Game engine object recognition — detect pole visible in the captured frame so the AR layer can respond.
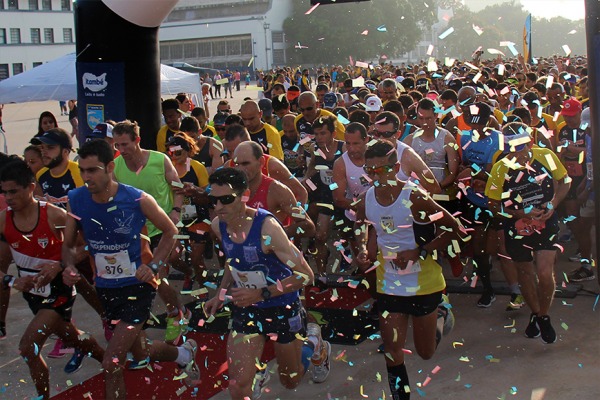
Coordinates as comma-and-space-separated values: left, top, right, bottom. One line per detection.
585, 0, 600, 283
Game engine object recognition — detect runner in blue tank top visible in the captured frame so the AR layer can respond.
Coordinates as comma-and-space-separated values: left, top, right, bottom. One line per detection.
205, 168, 331, 399
62, 139, 200, 399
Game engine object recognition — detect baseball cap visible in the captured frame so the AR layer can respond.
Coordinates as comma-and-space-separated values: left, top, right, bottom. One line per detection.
467, 102, 492, 125
213, 113, 229, 126
258, 99, 273, 117
31, 129, 73, 150
87, 122, 112, 139
365, 96, 383, 111
323, 92, 337, 108
560, 97, 581, 117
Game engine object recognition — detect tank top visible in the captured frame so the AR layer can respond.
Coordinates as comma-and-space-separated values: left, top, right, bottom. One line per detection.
365, 181, 446, 296
246, 174, 275, 210
179, 159, 209, 225
411, 128, 449, 182
2, 201, 75, 297
114, 150, 173, 237
219, 209, 298, 308
69, 184, 147, 288
192, 138, 212, 168
342, 151, 371, 221
396, 141, 410, 181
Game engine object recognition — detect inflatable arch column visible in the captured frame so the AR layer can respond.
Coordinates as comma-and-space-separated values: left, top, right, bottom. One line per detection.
73, 0, 177, 149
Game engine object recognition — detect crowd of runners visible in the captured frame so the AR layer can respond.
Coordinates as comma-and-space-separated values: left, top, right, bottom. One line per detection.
0, 57, 596, 399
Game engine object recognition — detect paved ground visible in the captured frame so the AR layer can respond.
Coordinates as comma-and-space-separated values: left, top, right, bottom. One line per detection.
0, 91, 600, 400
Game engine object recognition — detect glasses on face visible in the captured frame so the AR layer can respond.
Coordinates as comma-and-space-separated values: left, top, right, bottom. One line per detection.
372, 129, 396, 138
363, 163, 397, 175
208, 194, 237, 206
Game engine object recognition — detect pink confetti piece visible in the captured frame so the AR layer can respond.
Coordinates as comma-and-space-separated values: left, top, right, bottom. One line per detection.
304, 3, 321, 15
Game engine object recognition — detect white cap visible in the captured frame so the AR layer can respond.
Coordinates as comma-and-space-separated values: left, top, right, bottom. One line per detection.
365, 96, 383, 111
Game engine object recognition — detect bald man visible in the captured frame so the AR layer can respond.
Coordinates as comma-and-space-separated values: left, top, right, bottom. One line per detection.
233, 142, 315, 238
240, 100, 283, 161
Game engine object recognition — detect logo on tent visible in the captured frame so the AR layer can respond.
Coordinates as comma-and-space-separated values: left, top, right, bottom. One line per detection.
86, 104, 104, 129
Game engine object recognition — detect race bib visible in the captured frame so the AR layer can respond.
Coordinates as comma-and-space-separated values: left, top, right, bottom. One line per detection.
319, 169, 333, 186
231, 267, 268, 289
515, 218, 546, 236
19, 270, 50, 297
94, 250, 135, 279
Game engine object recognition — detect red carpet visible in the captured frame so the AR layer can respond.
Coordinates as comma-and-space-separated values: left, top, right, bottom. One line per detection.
52, 332, 274, 400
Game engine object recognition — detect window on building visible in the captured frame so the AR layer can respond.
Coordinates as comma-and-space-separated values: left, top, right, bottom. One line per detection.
240, 39, 252, 54
171, 44, 183, 60
183, 43, 198, 59
198, 42, 212, 57
0, 64, 8, 81
13, 63, 23, 76
44, 28, 54, 43
63, 28, 73, 43
273, 49, 285, 65
213, 40, 225, 57
227, 39, 240, 56
10, 28, 21, 44
31, 28, 42, 43
271, 32, 283, 43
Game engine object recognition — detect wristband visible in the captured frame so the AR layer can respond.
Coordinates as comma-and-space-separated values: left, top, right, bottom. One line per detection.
2, 275, 15, 289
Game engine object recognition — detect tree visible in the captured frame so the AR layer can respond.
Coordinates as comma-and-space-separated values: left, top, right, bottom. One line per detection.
283, 0, 437, 64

* Description of the task: Rescale the lines from the one with "Game engine object recognition — detect crowd" up to and including the one with "0, 91, 600, 400": write each line out again, requests too, with every box coordinate in the answers multiplied by 1.25 and rounded to a whole number, halves rounding up. Leave the requests and their format descriptions unchanged.

* Task response:
Game engine object recognition — detect crowd of runners visible in the captured frame so the AR layer can respond.
Coordinates as comma-and-space-separated values: left, top, right, bottom. One line per detection.
0, 71, 745, 499
Game engine object recognition — detect paved ground visible in the captured frame so the AR layer can respond.
Coordinates as comma-and-space-separated values: left, top, right, bottom. One line per detection.
0, 114, 750, 500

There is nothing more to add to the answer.